● Task goal
Find every line in the entries below that contains the string "plume" and copy each of those lines. Case counts.

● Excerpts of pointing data
■ ■ ■ ■ ■ ■ ■
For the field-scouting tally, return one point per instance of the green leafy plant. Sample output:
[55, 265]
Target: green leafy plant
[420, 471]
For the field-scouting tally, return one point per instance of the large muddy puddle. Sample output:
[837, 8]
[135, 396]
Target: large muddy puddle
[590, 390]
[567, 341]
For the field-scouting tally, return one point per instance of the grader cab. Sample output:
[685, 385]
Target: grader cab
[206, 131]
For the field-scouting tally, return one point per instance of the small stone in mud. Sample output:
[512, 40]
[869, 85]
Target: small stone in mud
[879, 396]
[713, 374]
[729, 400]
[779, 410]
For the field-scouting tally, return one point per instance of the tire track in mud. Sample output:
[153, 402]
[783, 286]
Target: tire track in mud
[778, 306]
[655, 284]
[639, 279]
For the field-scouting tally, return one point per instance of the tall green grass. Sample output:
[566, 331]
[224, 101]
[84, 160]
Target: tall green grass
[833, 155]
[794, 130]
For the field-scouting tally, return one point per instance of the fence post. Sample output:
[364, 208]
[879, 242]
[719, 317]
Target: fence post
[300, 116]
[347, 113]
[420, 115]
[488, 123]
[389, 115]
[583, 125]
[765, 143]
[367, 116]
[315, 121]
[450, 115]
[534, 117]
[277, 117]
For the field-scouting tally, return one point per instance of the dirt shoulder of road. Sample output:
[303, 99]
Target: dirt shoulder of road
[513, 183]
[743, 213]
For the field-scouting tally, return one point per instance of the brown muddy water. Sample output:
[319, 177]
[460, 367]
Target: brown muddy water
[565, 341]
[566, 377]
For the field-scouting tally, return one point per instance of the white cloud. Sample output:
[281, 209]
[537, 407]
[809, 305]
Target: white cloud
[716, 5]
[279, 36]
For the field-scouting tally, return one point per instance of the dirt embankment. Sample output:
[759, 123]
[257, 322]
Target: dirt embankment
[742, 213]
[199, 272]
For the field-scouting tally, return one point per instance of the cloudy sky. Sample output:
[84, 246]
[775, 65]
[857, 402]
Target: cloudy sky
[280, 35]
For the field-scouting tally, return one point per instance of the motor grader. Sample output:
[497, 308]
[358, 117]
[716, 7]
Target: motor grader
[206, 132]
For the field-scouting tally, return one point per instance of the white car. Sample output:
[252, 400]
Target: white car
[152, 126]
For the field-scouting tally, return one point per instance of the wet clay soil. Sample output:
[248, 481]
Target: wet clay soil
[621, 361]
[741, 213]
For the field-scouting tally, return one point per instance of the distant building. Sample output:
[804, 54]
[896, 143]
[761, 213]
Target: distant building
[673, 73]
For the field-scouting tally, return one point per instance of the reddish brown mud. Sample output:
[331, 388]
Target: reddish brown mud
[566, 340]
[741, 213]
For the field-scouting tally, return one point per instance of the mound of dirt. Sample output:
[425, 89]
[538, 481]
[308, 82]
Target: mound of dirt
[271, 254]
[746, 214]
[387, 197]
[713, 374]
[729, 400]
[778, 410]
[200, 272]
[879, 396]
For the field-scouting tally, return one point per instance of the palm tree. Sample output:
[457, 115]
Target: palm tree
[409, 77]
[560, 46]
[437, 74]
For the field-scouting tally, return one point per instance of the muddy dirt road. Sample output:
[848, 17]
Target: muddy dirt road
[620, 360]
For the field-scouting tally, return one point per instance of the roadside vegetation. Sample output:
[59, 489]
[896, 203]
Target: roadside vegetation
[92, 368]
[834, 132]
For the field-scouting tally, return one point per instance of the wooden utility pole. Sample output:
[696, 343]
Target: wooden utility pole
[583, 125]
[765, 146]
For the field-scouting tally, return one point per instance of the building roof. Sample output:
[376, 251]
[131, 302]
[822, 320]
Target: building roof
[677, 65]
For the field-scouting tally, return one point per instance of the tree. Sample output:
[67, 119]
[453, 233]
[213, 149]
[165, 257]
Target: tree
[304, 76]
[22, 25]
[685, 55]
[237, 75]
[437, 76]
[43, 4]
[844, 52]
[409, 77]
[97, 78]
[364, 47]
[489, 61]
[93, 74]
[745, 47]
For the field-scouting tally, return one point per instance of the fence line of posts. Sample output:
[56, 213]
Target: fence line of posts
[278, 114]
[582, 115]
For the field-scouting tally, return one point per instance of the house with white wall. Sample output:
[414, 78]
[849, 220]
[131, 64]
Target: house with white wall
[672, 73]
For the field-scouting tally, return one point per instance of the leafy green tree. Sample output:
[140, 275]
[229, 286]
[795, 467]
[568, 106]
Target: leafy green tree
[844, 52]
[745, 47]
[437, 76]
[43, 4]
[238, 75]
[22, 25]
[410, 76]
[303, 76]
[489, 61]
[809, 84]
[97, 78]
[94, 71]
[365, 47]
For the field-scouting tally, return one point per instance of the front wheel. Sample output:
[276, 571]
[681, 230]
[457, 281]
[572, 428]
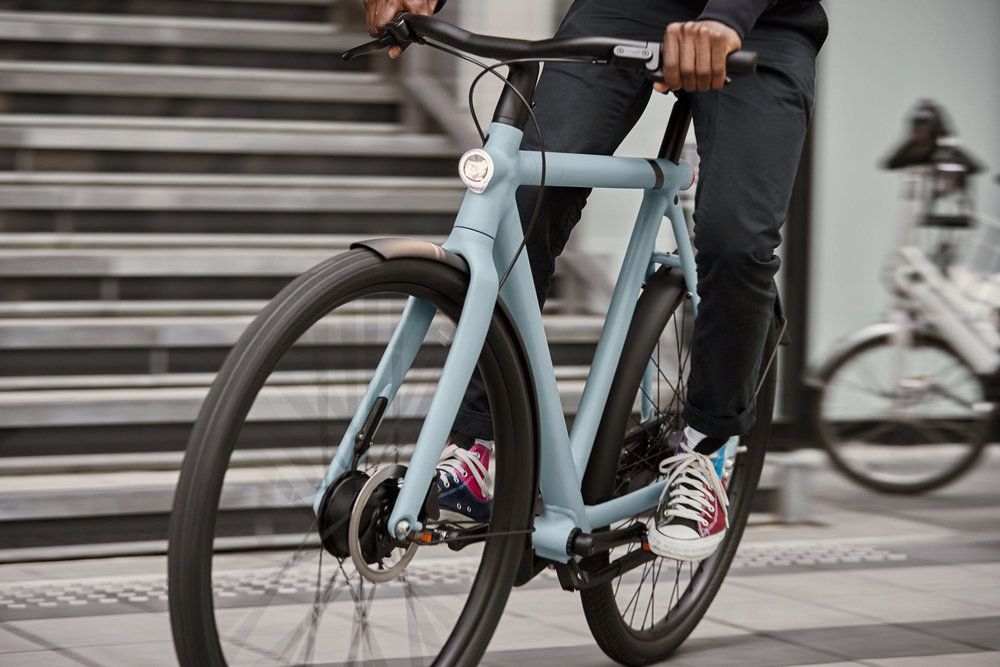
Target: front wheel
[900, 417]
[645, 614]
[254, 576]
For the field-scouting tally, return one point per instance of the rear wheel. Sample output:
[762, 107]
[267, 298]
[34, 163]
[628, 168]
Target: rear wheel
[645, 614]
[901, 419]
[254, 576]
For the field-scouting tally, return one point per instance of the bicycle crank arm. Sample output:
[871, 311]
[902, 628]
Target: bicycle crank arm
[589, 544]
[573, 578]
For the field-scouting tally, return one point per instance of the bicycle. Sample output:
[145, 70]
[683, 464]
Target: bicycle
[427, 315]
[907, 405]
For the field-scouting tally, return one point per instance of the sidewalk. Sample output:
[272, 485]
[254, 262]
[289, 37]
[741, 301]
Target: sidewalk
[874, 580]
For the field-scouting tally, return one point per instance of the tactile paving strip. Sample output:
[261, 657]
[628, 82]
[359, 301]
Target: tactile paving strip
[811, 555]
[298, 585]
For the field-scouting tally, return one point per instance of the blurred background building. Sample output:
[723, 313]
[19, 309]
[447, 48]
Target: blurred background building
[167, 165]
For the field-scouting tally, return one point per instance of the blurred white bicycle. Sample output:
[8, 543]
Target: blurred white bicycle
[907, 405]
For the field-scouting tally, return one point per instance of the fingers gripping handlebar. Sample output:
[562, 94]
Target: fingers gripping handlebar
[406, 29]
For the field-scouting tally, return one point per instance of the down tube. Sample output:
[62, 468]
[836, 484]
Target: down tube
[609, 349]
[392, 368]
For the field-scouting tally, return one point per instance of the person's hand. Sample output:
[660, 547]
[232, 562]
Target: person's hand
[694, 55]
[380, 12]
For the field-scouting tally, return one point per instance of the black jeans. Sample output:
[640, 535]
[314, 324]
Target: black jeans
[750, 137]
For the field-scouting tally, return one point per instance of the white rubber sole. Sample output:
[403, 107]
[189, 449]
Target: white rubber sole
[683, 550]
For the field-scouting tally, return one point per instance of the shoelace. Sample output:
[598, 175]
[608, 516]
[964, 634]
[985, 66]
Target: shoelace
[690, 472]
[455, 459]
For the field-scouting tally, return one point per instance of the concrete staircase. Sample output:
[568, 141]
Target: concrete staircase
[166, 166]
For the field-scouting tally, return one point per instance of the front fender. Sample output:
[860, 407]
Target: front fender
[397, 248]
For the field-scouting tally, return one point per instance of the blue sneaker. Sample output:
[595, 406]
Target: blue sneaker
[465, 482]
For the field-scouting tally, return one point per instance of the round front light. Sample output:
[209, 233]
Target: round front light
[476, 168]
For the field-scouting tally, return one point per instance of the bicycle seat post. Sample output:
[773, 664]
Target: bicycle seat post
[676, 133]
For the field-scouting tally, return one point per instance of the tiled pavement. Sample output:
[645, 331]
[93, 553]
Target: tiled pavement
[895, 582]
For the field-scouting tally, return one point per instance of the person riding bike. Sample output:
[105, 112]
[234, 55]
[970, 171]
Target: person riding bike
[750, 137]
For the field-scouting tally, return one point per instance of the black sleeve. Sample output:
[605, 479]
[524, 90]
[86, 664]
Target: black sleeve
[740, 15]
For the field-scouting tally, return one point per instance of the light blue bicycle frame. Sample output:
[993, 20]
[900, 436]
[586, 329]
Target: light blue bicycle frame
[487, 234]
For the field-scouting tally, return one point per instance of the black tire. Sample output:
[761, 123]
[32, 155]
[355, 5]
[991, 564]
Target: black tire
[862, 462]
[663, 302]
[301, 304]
■ ■ ■ ■ ■ ■ ■
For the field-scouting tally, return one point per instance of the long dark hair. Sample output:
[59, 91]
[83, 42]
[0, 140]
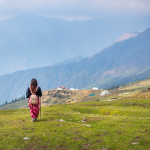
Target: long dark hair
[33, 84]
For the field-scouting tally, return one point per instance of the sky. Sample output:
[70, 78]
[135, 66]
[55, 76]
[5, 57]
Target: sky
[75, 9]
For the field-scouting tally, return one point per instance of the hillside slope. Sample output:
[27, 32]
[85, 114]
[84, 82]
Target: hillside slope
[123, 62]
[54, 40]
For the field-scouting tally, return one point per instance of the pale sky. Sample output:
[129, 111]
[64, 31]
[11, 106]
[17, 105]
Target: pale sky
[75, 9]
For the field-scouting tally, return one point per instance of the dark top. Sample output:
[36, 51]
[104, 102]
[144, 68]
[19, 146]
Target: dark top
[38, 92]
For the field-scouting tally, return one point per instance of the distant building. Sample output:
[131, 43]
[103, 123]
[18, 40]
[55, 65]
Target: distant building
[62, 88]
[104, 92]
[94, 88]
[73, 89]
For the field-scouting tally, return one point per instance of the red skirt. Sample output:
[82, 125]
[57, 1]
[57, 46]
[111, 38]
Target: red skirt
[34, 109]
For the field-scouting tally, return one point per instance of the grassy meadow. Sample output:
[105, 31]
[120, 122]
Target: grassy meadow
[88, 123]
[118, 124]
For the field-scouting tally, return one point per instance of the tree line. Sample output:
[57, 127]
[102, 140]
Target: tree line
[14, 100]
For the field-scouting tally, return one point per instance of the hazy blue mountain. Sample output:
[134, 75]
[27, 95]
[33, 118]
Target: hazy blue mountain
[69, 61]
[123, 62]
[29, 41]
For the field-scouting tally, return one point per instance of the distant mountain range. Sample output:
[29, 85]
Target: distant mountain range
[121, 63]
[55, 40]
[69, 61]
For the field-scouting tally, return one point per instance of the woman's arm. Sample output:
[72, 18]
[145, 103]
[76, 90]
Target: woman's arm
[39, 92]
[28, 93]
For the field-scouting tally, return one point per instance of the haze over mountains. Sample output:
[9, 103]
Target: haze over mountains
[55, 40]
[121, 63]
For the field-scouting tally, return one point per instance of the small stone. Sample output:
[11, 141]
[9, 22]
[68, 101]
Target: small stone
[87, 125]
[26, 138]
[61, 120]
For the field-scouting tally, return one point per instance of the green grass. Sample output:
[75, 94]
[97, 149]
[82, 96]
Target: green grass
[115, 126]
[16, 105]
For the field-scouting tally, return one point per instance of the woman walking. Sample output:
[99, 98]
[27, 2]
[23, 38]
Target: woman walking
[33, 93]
■ ■ ■ ■ ■ ■ ■
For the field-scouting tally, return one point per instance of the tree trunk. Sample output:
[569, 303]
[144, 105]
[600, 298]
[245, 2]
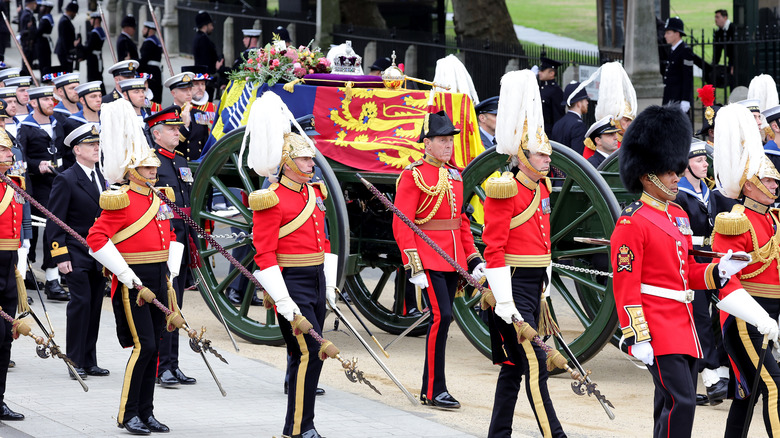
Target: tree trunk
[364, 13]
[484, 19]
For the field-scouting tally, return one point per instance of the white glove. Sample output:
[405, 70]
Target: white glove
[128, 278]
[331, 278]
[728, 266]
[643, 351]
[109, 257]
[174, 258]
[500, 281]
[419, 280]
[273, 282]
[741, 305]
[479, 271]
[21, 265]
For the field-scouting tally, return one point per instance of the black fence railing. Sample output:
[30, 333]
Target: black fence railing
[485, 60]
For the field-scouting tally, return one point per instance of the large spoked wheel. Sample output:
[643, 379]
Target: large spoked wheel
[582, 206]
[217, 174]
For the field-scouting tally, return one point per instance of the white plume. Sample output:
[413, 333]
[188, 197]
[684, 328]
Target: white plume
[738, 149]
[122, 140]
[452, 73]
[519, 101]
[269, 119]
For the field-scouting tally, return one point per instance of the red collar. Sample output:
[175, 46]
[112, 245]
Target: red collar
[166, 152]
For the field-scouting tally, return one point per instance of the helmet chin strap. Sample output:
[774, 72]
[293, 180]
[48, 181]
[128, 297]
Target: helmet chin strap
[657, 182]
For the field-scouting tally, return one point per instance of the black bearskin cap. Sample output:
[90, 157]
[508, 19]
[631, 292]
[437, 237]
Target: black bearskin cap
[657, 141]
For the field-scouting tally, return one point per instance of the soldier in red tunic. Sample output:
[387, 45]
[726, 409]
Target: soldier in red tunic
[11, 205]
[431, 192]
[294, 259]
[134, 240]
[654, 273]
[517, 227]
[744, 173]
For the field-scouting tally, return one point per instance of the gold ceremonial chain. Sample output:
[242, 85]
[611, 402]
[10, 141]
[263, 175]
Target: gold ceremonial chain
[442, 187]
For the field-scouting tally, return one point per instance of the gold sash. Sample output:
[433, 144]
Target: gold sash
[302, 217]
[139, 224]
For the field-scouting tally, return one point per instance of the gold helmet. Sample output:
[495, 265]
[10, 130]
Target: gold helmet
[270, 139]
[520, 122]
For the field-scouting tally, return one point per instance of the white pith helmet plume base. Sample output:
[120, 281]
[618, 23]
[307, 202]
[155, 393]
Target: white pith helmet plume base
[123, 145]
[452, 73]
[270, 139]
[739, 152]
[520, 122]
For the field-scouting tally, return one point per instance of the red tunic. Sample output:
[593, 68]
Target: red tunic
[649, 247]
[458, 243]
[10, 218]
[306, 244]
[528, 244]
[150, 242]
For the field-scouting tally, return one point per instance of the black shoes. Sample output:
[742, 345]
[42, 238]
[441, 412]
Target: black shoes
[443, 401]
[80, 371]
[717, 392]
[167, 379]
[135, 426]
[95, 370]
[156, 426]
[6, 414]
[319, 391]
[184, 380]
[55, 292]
■ ■ ■ ■ ■ ■ ■
● Task result
For the field-scouting tally, return one point per instance of the white plume. Sample output:
Target: white plume
For the field-scouting tally, return one point per instance of the white pith helmet plume base. Sample output:
Target: white pith helmet plume base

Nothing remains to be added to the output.